» **Excerpt**:
• • • •
[Devel] [RFC PATCH vz9 v6 39/62] dm-ploop: prepare bat updates under bat_lock

Fri Dec 20 18:01:31 MSK 2024

On 20.12.24 15:24, Andrey Zhadchenko wrote:
> 
> 
> On 12/5/24 22:56, Alexander Atanasov wrote:
>> Prepare for threads. When preparing bat updates there are two important
>> things to protect - md->status MD_DIRTY bit  and holes bitmap.
>> Use bat_lock to protect them.
>>
>> https://virtuozzo.atlassian.net/browse/VSTOR-91821
>> Signed-off-by: Alexander Atanasov <alexander.atanasov at virtuozzo.com>
>> ---
>>   drivers/md/dm-ploop-map.c | 83 ++++++++++++++++++++++++++++-----------
>>   1 file changed, 61 insertions(+), 22 deletions(-)
>>
>> diff --git a/drivers/md/dm-ploop-map.c b/drivers/md/dm-ploop-map.c
>> index bb15fa1f854b..0eaab61a0c31 100644
>> --- a/drivers/md/dm-ploop-map.c
>> +++ b/drivers/md/dm-ploop-map.c
>> @@ -555,13 +555,18 @@ static bool ploop_md_make_dirty(struct ploop 
>> *ploop, struct md_page *md)
• • • •
» **Dataset records**:

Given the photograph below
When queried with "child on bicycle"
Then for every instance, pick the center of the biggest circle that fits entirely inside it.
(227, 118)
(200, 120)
• • • •
» **Instructions**:
A - Answer these from the patch email:
(i) Which lock does the patch use for protection?
(ii) Which file does the patch change?
(iii) How many insertions and deletions does it report?
B - Rewrite the rows with "bicycle" swapped for "scooter", leaving everything else the same.

» **Results by task**:
A -
(i) bat_lock
(ii) drivers/md/dm-ploop-map.c
(iii) 61 insertions and 22 deletions

B -
Given the photograph below
When queried with "child on scooter"
Then for every instance, pick the center of the biggest circle that fits entirely inside it.
(227, 118)
(200, 120)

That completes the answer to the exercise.